Find the line with "Task: If you could identify the dog's ear" in the entries below, then reproduce it and every line after it down to and including the line with "Task: If you could identify the dog's head", exactly.

# Records:
= = = = = = =
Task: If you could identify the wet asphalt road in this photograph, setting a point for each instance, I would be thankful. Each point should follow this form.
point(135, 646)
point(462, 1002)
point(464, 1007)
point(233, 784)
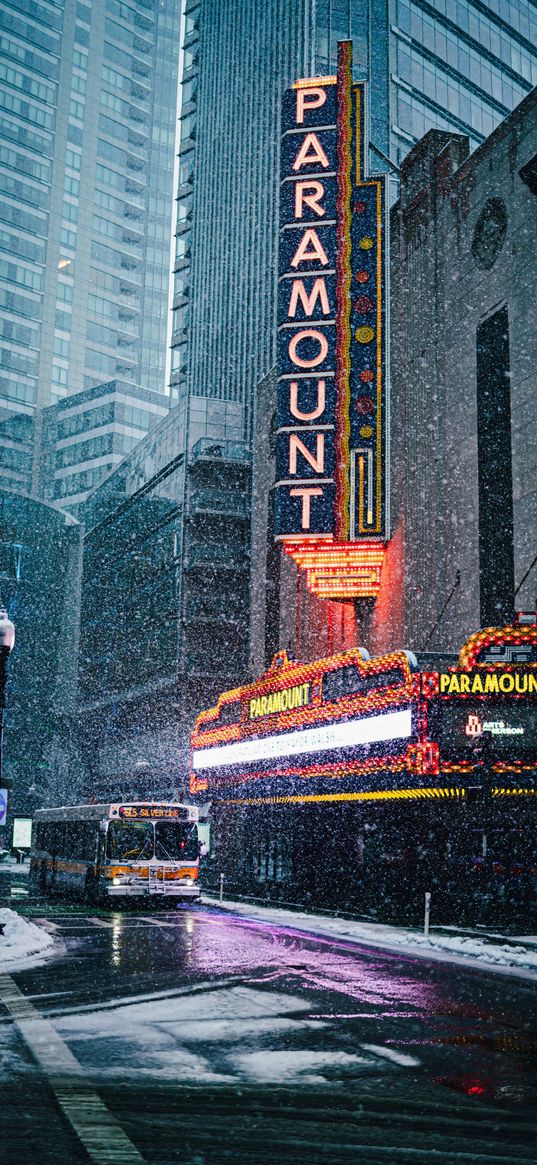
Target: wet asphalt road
point(196, 1037)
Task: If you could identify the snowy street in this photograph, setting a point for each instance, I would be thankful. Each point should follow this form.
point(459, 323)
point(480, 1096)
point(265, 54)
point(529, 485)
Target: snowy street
point(202, 1036)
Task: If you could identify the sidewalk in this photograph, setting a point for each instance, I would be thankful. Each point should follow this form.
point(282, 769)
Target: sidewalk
point(486, 951)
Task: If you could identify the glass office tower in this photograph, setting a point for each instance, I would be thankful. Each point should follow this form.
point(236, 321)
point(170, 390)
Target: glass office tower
point(452, 64)
point(89, 115)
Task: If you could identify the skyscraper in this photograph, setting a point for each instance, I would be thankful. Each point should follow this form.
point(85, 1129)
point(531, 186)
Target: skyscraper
point(89, 100)
point(451, 64)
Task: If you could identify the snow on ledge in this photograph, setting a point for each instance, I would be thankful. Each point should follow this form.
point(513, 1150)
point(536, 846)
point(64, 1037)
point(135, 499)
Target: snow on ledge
point(463, 950)
point(22, 944)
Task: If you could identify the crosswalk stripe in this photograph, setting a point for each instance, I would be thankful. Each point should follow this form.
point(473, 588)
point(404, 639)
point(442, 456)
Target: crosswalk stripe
point(104, 1139)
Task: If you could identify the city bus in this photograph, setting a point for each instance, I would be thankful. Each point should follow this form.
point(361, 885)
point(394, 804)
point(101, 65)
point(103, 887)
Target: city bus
point(115, 851)
point(357, 778)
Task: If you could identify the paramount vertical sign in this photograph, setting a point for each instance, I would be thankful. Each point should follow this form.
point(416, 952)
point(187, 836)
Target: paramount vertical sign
point(332, 410)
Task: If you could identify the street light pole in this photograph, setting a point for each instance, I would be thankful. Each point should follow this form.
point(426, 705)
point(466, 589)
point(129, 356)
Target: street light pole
point(7, 640)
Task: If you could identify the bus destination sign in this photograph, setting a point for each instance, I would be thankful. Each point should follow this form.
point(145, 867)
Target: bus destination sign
point(152, 812)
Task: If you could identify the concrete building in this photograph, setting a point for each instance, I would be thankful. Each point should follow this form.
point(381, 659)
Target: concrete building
point(87, 433)
point(89, 100)
point(454, 66)
point(164, 606)
point(464, 419)
point(465, 388)
point(40, 577)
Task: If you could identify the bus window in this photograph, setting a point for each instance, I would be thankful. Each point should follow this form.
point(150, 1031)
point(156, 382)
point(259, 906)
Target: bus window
point(131, 842)
point(350, 682)
point(89, 841)
point(175, 841)
point(230, 713)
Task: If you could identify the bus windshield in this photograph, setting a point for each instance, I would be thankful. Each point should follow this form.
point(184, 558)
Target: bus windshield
point(131, 842)
point(142, 841)
point(175, 841)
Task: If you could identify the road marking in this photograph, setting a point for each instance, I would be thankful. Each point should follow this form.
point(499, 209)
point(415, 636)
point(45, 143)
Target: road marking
point(105, 1141)
point(156, 922)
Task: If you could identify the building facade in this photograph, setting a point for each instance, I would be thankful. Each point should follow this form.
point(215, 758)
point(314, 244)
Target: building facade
point(87, 433)
point(460, 68)
point(89, 99)
point(465, 388)
point(464, 516)
point(40, 577)
point(164, 606)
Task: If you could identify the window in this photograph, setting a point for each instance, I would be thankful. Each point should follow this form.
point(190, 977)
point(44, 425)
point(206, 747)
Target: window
point(61, 347)
point(494, 453)
point(79, 58)
point(76, 110)
point(71, 185)
point(59, 374)
point(70, 212)
point(175, 841)
point(129, 842)
point(68, 238)
point(64, 291)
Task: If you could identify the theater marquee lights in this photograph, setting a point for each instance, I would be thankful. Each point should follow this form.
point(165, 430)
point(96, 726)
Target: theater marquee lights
point(351, 727)
point(332, 408)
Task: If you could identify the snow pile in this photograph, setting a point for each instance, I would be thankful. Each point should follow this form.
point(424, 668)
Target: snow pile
point(459, 948)
point(22, 944)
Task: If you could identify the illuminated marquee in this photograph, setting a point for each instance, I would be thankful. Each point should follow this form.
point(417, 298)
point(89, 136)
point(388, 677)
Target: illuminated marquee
point(282, 700)
point(331, 445)
point(350, 726)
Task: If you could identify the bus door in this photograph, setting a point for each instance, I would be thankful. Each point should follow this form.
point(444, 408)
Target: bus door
point(156, 878)
point(101, 859)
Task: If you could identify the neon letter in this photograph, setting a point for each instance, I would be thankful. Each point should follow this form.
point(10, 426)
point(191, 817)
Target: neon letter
point(319, 98)
point(310, 239)
point(302, 336)
point(317, 459)
point(311, 199)
point(304, 157)
point(294, 402)
point(306, 495)
point(298, 292)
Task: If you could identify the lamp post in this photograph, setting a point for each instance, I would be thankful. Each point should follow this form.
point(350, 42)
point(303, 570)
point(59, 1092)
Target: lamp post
point(7, 640)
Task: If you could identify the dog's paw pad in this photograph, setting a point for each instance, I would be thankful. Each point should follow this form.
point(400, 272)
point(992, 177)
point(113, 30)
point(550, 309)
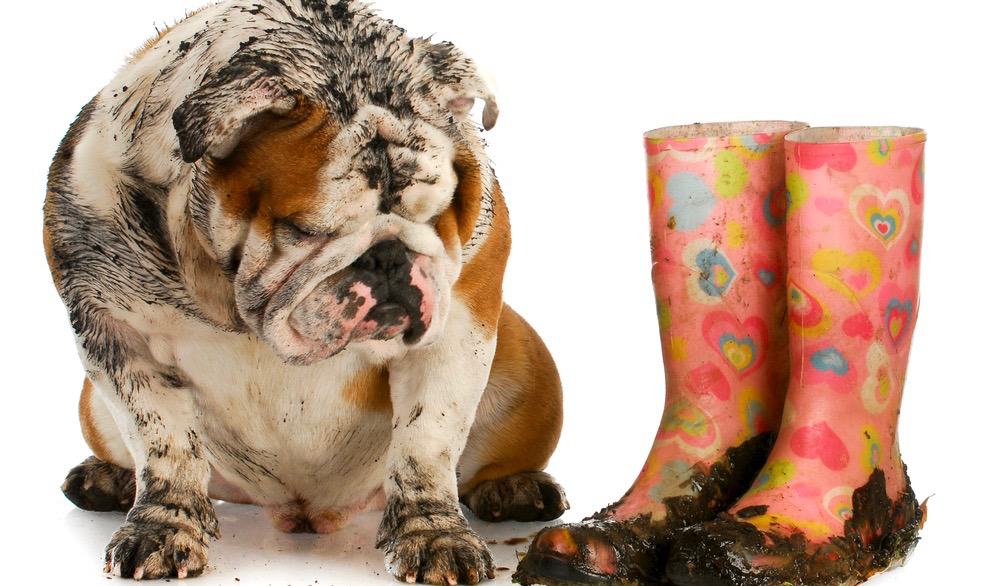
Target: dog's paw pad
point(526, 496)
point(441, 557)
point(95, 485)
point(152, 551)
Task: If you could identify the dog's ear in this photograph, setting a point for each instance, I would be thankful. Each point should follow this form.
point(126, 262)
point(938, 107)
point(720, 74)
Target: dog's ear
point(214, 118)
point(459, 81)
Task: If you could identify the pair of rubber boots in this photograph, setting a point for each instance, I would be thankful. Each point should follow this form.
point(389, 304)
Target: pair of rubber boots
point(785, 265)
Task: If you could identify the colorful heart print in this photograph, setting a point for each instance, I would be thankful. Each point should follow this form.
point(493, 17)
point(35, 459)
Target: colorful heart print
point(828, 365)
point(839, 502)
point(711, 272)
point(852, 275)
point(806, 312)
point(707, 379)
point(741, 345)
point(884, 216)
point(688, 426)
point(836, 156)
point(819, 442)
point(880, 382)
point(692, 201)
point(897, 313)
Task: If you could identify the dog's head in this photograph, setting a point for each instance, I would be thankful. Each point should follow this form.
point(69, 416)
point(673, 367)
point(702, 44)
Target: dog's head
point(331, 159)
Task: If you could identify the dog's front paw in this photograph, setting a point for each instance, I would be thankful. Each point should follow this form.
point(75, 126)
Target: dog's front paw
point(430, 542)
point(143, 550)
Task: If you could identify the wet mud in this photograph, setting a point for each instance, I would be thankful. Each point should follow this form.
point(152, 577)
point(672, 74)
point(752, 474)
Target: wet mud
point(603, 551)
point(732, 552)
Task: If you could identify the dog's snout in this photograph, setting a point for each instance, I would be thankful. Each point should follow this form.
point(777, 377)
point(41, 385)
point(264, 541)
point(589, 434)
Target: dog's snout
point(383, 257)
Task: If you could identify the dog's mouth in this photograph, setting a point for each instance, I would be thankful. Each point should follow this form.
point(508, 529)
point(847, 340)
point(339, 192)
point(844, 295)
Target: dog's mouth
point(386, 293)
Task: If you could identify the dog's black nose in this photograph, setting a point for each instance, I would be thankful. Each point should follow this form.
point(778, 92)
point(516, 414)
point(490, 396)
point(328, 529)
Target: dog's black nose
point(383, 257)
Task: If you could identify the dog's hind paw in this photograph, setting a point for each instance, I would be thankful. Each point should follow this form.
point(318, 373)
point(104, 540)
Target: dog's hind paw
point(96, 485)
point(526, 496)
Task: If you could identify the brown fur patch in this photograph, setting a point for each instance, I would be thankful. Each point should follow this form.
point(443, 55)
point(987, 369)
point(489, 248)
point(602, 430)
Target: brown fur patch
point(49, 249)
point(480, 285)
point(151, 42)
point(524, 379)
point(274, 173)
point(370, 390)
point(91, 433)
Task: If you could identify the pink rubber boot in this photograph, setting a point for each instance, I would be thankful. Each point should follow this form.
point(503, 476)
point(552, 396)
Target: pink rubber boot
point(833, 504)
point(717, 206)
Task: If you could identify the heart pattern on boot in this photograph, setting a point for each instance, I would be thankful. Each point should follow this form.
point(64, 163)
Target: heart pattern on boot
point(883, 215)
point(741, 345)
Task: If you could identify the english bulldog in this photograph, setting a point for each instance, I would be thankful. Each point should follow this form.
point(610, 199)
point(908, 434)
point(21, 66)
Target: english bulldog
point(281, 245)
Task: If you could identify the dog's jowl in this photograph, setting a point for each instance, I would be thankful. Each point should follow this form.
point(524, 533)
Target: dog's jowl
point(281, 246)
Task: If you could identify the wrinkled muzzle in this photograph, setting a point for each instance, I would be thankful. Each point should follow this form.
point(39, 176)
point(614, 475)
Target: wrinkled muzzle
point(386, 293)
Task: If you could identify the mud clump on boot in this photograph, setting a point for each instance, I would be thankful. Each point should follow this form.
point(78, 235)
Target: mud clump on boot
point(879, 534)
point(603, 551)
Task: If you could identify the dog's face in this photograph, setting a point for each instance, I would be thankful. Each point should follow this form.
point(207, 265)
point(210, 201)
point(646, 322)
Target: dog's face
point(338, 224)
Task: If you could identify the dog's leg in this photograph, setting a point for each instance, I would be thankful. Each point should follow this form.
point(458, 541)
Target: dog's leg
point(166, 531)
point(106, 480)
point(516, 430)
point(435, 391)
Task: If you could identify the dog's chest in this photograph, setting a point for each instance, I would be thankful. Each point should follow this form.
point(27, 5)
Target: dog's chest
point(284, 433)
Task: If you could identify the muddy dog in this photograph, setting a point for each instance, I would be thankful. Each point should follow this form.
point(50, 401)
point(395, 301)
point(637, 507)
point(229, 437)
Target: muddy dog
point(281, 245)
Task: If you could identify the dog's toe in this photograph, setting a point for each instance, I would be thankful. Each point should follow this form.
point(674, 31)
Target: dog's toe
point(152, 551)
point(526, 496)
point(441, 557)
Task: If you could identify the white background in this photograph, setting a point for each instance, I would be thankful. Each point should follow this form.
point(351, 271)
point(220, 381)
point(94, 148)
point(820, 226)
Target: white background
point(578, 84)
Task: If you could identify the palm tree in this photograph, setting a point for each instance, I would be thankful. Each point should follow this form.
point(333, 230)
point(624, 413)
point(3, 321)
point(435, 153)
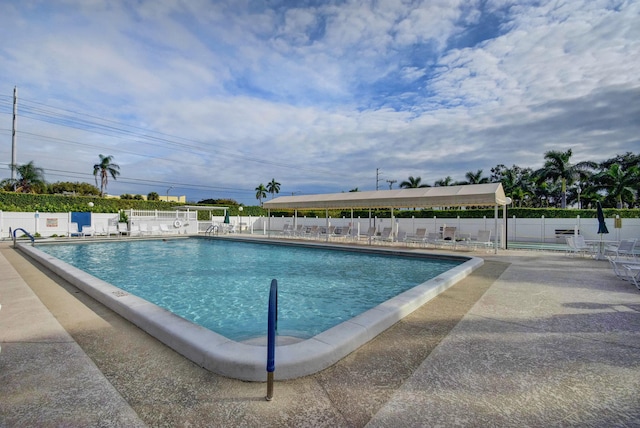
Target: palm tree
point(620, 184)
point(105, 168)
point(447, 181)
point(475, 177)
point(30, 179)
point(412, 183)
point(557, 167)
point(273, 187)
point(261, 192)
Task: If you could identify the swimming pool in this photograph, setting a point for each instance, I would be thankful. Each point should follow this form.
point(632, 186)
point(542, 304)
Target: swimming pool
point(223, 285)
point(243, 361)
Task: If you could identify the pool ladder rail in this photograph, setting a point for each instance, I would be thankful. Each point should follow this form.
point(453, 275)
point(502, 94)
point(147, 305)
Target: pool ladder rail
point(33, 240)
point(272, 328)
= = = = = = =
# Exercise output:
Task: If you could identify the dog's ear in this photograph, setting a point for each instance, I would be thankful. Each point should follow this form.
point(126, 262)
point(938, 107)
point(720, 74)
Target: dog's ear
point(214, 118)
point(459, 81)
Task: If you could identify the pair of rubber boots in this photograph, setting a point for each instance, I would be thankful. Each point should follow this form.
point(389, 304)
Target: pair of rubber boots
point(785, 265)
Task: If you could identify the colorful heart print in this photograph, setting a point for each instance, I would be thankful. Each point should follow this form.
point(493, 17)
point(35, 459)
Target: colorful heart print
point(828, 365)
point(839, 502)
point(711, 272)
point(852, 275)
point(806, 312)
point(707, 379)
point(741, 345)
point(884, 216)
point(688, 426)
point(836, 156)
point(819, 442)
point(880, 382)
point(692, 201)
point(897, 313)
Task: If you could identify the dog's head in this photograph, setting a point for each instance, I would be thankful. Each point should follow this form.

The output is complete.